要件:
以下の徳川家康に関する抜粋箇所を、「何故なら、権力者というのは、」を含む文から始めて「訣を是非伺いたく存じます。」」までの範囲で書き直してください。その際、「家来」をすべて「家臣」に置き換えること。

抜粋箇所:
┄┄┄┄┄┄┄┄┄┄

戦国大名の言い残した言葉から学ぶ人も少なくありません。
しかしながら、権力者の思惑を無視して、彼らの言葉から学ぶと、大変みじめな結果を起こすことになります。
何故なら、権力者というのは、自分の権力を盤石にするために、家来や民を洗脳する者だからです。
例えば、徳川家康 を例に上げてみます。
20年以上前のことですが、NHKの番組で徳川家康の特集をしていました。
「徳川家康がどのように昇りつめて天下をとったのか?」という、いわゆる定例の、立身出世の成功物語を語った番組でした。
番組の最後に、とても興味深く、面白い話が取り上げられていました。
何も考えずに、立身出世の成功物語を鵜呑みにするものは、結局誰かが語った成功法則に騙される結果となる!
徳川家康の家来の1人が、家康と2人でいるシーンが有り、その家来が家康にこう質問するのです。
「私も殿のように偉大な人物になりとうございます。殿のように人生を成功するには、どのようにすれば良いのでしょうか?その秘訣を是非伺いたく存じます。」

┄┄┄┄┄┄┄┄┄┄

提供資料:
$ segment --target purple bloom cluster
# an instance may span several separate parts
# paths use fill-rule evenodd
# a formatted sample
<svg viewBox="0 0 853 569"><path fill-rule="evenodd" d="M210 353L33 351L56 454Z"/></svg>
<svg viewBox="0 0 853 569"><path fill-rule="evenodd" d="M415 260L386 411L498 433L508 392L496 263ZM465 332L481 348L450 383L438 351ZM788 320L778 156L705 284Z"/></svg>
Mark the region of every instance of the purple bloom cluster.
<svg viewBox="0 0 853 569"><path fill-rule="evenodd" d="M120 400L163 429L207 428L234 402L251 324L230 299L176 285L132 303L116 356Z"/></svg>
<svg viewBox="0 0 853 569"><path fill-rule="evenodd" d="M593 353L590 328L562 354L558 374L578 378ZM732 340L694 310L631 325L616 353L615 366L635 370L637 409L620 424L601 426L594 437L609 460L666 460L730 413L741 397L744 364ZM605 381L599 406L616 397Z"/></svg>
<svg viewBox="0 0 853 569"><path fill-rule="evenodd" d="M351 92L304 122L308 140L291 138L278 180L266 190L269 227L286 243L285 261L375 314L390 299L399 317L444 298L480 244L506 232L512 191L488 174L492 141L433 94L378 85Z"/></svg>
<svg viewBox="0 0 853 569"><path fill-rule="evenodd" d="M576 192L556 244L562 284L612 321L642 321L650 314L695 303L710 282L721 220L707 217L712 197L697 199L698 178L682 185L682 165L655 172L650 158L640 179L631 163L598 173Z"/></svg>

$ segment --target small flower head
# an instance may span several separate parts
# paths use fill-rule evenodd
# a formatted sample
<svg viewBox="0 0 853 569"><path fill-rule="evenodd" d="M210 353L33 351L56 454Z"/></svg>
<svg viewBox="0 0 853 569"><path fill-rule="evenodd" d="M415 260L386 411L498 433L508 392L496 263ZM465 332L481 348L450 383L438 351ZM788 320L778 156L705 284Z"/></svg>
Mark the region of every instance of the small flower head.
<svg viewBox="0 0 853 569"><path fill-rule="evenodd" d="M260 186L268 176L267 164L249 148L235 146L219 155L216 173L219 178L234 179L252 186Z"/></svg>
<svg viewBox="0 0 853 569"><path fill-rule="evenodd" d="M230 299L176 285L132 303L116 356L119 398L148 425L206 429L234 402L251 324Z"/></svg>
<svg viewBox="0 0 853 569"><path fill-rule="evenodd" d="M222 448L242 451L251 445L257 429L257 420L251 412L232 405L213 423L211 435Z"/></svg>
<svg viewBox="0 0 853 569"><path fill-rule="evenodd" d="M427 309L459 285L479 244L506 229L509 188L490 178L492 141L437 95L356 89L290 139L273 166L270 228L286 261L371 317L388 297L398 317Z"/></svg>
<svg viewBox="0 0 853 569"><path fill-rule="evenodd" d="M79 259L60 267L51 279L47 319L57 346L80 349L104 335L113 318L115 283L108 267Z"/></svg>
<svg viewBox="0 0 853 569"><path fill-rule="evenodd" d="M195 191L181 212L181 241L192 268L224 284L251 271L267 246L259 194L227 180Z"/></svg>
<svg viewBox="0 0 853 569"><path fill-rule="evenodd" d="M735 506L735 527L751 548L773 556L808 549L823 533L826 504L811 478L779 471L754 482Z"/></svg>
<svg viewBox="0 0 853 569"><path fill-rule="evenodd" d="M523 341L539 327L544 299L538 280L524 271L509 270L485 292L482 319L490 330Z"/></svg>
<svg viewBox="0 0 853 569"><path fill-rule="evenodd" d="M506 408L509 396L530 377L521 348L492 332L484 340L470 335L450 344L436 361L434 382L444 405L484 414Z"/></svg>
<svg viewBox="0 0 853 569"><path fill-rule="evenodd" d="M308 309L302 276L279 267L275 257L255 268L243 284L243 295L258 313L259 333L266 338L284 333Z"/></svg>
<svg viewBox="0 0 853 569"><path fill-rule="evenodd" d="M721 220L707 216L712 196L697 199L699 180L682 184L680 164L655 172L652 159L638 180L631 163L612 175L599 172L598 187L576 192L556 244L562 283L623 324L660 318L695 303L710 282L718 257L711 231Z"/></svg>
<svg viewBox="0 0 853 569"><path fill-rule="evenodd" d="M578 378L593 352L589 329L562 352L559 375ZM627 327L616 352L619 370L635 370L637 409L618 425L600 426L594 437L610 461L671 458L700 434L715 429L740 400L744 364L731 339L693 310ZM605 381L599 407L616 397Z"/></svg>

┄┄┄┄┄┄┄┄┄┄

最終結果:
何故なら、権力者というのは、自分の権力を盤石にするために、家臣や民を洗脳する者だからです。
例えば、徳川家康 を例に上げてみます。
20年以上前のことですが、NHKの番組で徳川家康の特集をしていました。
「徳川家康がどのように昇りつめて天下をとったのか?」という、いわゆる定例の、立身出世の成功物語を語った番組でした。
番組の最後に、とても興味深く、面白い話が取り上げられていました。
何も考えずに、立身出世の成功物語を鵜呑みにするものは、結局誰かが語った成功法則に騙される結果となる!
徳川家康の家臣の1人が、家康と2人でいるシーンが有り、その家臣が家康にこう質問するのです。
「私も殿のように偉大な人物になりとうございます。殿のように人生を成功するには、どのようにすれば良いのでしょうか?その秘訣を是非伺いたく存じます。」